* [PASSAGE FOR REVIEW]
Adult males measure 30–42 mm and adult females 40–44 mm in snout–vent length. The snout is not projecting. The hindlimbs are relatively short. The dorsal coloration is yellow, brown yellowish, or greenish brown, with irregular brownish spots that sometimes for an "X" pattern. The flanks are yellowish. Throat and anterior part of the belly are yellowish with brown spots; the posterior of the belly is red. There are dorsolateral rows of warts, and scattered warts elsewhere.

This species emits two types of calls, "pure tone calls" and "pure tone short calls". The latter was emitted by a male in amplexus with a female in a collection bag. The source of the former is uncertain and could even have been a female.

== Geographic range and habitat ==
This species has a very limited range of a merely few square kilometers at the type locality, in the Páramo de Mucubají, in the Sierra de Santo Domingo, Venezuelan Andes. Its altitudinal range is 2300–3500 m above sea level.

* [DATA SUPPLIED]
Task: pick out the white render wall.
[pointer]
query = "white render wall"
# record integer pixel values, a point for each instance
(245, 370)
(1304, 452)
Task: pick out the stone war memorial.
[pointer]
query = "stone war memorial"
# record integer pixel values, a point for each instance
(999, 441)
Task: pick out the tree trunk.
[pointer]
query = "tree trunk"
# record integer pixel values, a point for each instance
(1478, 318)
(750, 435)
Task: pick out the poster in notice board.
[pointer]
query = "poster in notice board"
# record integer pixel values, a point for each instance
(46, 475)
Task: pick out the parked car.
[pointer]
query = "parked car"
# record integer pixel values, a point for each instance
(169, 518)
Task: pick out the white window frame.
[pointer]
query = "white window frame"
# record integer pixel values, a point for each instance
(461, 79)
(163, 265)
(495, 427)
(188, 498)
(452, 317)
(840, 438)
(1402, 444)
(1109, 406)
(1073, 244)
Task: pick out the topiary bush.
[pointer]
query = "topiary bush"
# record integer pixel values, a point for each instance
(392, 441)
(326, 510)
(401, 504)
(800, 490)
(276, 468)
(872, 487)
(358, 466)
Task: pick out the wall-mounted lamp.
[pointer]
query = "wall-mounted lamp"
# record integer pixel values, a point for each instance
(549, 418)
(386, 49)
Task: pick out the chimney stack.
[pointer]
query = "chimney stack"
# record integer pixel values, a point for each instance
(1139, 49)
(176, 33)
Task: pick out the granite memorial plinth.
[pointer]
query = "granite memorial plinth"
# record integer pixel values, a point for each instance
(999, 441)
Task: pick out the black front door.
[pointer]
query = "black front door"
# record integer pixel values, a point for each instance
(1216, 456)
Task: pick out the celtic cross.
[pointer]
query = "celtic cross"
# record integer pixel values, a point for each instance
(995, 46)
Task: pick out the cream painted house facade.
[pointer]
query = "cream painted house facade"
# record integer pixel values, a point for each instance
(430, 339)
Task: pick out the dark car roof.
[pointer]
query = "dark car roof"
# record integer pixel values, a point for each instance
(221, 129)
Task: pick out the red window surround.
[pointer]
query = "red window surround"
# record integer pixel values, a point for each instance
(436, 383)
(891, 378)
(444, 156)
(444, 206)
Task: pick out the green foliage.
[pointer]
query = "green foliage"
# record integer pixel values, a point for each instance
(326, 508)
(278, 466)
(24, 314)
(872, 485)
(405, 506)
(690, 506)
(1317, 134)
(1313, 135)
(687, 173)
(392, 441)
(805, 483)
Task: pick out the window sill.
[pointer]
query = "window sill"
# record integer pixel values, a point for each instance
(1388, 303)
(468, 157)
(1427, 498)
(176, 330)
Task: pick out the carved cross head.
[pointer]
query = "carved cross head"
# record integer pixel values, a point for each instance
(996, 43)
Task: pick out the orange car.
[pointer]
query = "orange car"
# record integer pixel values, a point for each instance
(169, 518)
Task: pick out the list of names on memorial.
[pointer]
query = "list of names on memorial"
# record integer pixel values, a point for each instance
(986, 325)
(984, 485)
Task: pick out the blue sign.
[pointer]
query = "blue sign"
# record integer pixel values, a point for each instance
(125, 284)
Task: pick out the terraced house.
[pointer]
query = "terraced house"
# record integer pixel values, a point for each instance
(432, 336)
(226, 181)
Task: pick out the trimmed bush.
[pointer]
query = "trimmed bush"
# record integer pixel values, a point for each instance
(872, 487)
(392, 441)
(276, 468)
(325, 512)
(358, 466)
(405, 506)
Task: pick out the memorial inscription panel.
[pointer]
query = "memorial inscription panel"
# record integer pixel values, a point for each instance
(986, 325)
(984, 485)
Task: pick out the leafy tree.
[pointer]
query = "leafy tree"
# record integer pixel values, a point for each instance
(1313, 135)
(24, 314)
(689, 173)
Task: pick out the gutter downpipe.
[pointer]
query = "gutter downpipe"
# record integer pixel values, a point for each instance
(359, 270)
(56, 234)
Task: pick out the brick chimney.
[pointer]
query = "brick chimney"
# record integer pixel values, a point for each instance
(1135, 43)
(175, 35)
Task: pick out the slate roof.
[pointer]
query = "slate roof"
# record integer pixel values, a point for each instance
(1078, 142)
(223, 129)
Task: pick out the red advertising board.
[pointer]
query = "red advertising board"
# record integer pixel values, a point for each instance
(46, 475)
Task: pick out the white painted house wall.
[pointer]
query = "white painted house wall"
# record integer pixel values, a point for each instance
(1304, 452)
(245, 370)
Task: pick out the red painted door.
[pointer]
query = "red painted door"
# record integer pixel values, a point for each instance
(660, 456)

==

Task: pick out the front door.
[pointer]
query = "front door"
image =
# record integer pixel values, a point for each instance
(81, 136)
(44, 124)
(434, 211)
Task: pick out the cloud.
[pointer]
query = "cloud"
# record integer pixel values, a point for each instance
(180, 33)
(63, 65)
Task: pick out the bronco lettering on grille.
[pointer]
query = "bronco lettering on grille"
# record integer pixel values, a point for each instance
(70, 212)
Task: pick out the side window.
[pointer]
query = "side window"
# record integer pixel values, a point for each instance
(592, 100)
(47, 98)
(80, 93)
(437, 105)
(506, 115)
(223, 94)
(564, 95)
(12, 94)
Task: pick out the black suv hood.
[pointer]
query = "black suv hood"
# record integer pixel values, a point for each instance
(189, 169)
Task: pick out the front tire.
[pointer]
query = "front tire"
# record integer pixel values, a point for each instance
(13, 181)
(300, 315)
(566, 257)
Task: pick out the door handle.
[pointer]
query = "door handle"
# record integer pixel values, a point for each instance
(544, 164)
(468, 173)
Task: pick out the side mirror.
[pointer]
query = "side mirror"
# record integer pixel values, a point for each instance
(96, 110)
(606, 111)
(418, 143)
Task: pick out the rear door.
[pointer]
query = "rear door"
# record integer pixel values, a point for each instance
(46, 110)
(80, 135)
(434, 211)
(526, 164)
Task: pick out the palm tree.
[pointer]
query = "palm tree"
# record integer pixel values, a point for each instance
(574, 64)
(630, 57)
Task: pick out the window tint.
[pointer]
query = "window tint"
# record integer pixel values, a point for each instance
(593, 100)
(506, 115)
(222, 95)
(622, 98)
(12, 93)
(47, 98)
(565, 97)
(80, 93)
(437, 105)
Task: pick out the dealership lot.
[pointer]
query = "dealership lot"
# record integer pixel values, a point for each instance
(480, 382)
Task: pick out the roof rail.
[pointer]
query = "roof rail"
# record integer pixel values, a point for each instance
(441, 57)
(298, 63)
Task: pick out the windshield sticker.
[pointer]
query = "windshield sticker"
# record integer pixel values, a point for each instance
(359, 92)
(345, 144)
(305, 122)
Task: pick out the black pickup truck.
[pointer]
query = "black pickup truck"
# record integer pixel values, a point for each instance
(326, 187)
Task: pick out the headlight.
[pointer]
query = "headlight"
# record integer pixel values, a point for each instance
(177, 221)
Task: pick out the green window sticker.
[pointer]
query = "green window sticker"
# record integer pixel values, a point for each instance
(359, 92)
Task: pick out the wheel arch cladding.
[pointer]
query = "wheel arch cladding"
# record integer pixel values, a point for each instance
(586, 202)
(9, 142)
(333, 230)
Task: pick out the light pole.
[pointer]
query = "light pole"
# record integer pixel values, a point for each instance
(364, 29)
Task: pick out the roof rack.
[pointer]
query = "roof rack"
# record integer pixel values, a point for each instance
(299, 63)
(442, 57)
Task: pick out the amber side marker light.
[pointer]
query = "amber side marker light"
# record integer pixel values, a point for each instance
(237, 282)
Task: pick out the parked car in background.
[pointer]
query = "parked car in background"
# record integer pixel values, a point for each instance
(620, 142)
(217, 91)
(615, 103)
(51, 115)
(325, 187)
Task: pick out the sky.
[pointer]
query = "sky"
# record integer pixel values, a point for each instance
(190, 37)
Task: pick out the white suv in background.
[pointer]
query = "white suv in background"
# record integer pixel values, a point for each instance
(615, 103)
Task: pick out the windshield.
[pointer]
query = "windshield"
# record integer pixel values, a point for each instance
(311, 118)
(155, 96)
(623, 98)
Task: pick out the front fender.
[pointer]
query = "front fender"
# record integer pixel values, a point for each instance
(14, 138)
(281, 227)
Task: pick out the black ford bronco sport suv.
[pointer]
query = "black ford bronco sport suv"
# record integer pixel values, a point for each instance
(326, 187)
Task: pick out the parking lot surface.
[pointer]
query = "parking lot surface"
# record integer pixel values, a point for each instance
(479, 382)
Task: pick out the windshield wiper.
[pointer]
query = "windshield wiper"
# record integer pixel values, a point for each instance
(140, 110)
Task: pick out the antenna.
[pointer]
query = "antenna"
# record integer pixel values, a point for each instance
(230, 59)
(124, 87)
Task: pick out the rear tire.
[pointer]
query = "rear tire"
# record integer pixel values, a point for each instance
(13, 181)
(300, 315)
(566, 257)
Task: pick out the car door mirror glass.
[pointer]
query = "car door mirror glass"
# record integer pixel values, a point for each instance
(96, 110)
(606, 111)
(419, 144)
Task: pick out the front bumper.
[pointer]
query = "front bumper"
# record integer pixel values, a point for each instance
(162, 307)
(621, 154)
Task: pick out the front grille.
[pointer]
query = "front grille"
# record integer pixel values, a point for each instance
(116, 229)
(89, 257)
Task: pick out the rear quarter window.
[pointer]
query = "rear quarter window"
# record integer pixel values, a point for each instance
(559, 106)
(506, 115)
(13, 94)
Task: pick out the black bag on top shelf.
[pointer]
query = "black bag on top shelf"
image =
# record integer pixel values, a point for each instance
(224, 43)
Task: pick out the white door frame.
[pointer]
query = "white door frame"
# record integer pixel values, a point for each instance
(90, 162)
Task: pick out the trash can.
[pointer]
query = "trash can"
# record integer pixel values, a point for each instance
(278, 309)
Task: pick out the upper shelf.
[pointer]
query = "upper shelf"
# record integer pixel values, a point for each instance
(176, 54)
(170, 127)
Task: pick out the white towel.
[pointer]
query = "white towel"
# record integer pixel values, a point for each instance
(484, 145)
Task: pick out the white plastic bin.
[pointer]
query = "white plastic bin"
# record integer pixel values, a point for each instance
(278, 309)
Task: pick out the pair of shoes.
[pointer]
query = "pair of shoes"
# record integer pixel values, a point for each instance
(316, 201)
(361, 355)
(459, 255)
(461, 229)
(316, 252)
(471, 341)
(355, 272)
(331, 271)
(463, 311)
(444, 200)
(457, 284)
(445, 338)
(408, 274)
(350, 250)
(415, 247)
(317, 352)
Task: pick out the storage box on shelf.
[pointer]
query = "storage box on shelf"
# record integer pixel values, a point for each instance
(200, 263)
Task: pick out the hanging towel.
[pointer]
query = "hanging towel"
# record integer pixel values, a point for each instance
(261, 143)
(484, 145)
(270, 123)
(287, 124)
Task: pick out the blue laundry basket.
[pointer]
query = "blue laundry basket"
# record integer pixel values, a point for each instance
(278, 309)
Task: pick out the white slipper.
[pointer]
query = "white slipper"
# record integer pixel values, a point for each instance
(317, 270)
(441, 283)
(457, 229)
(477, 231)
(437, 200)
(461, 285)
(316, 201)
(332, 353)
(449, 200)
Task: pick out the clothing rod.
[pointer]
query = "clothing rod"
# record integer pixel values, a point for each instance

* [QUESTIONS]
1. List every geographic place name that appears in the species description.
2. Translate this sentence from the species description into Spanish: "Its altitudinal range is 2300–3500 m above sea level."
3. Carry on the species description from where it stops.

* [RESPONSE LIST]
1.
Páramo de Mucubají
Sierra de Santo Domingo
Venezuelan Andes

2. Su rango altitudinal es de 2300–3500 m sobre el nivel del mar.

3.
It inhabits páramo and sub-páramo environments. It is usually found within grasses and Espeletia, and along streams, its breeding habitat. At lower elevations it probably lives in shrubs. It has also been found in cloud forest, but this is not considered its preferred habitat.

==Conservation==
Atelopus mucubajiensis was abundant in the 1970s and 1980s, but declined drastically thereafter. The last observation is from 2004 – despite later, targeted search efforts. The decline is likely because of chytridiomycosis together with other negative factors: introduced trout, introduced conifers, fires caused by humans, over collection, agriculture and infrastructure development, and pollution. It is not known whether this species still persists. Its range is mostly within the Sierra Nevada National Park.